Basis of Presentation

 

The accompanying unaudited condensed financial statements of the Company have been prepared in accordance with United States generally accepted accounting principles (“U.S. GAAP”) for interim financial information and Article 8 of Regulation S-X. Accordingly, they do not include all of the information and footnotes required by U.S. GAAP. In the opinion of management, all adjustments (consisting of normal accruals) considered for a fair presentation have been included. Operating results for the period from August 21, 2020 (inception) through September 30, 2020 are not necessarily indicative of the results that may be expected for the period ended December 31, 2020.

 

The accompanying unaudited condensed financial statements should be read in conjunction with the audited financial statements and notes thereto included in the Form 8-K and the final prospectus filed by the Company with the SEC on November 25, 2020 and November 18, 2020, respectively.

TASKS TO COMPLETE:
(a) Please reproduce from the Basis of Presentation note the part that opens with the words containing "The accompanying unaudited condensed financial statements of" and closes with "December 31, 2020.".
(b) According to the Basis of Presentation note, on what date did the Company file the Form 8-K with the SEC?
(c) Rewrite as a bulleted list the paragraph of the Basis of Presentation note beginning "The accompanying unaudited condensed financial statements of the Company", keeping its main facts.

GIVEN MATERIAL:
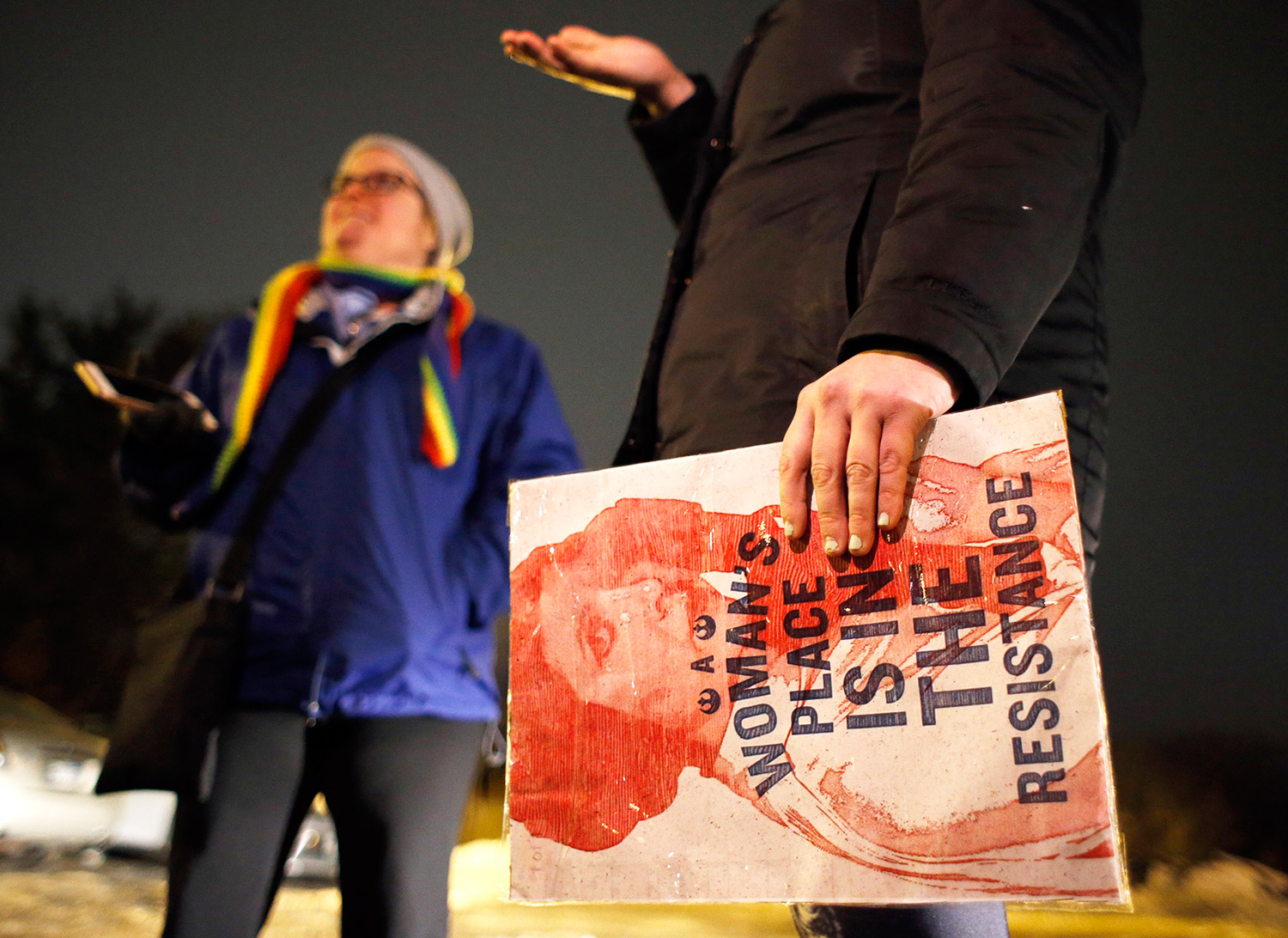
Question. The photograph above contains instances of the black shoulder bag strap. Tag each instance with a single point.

THE SOLUTIONS:
(a)
The accompanying unaudited condensed financial statements of the Company have been prepared in accordance with United States generally accepted accounting principles (“U.S. GAAP”) for interim financial information and Article 8 of Regulation S-X. Accordingly, they do not include all of the information and footnotes required by U.S. GAAP. In the opinion of management, all adjustments (consisting of normal accruals) considered for a fair presentation have been included. Operating results for the period from August 21, 2020 (inception) through September 30, 2020 are not necessarily indicative of the results that may be expected for the period ended December 31, 2020.

(b) November 25, 2020.

(c)
- The unaudited condensed financial statements follow U.S. GAAP for interim financial information and Article 8 of Regulation S-X.
- They do not include all of the information and footnotes that U.S. GAAP requires.
- Management believes all adjustments needed for a fair presentation have been included, consisting of normal accruals.
- Results for August 21, 2020 (inception) through September 30, 2020 do not necessarily indicate the results expected for the period ended December 31, 2020.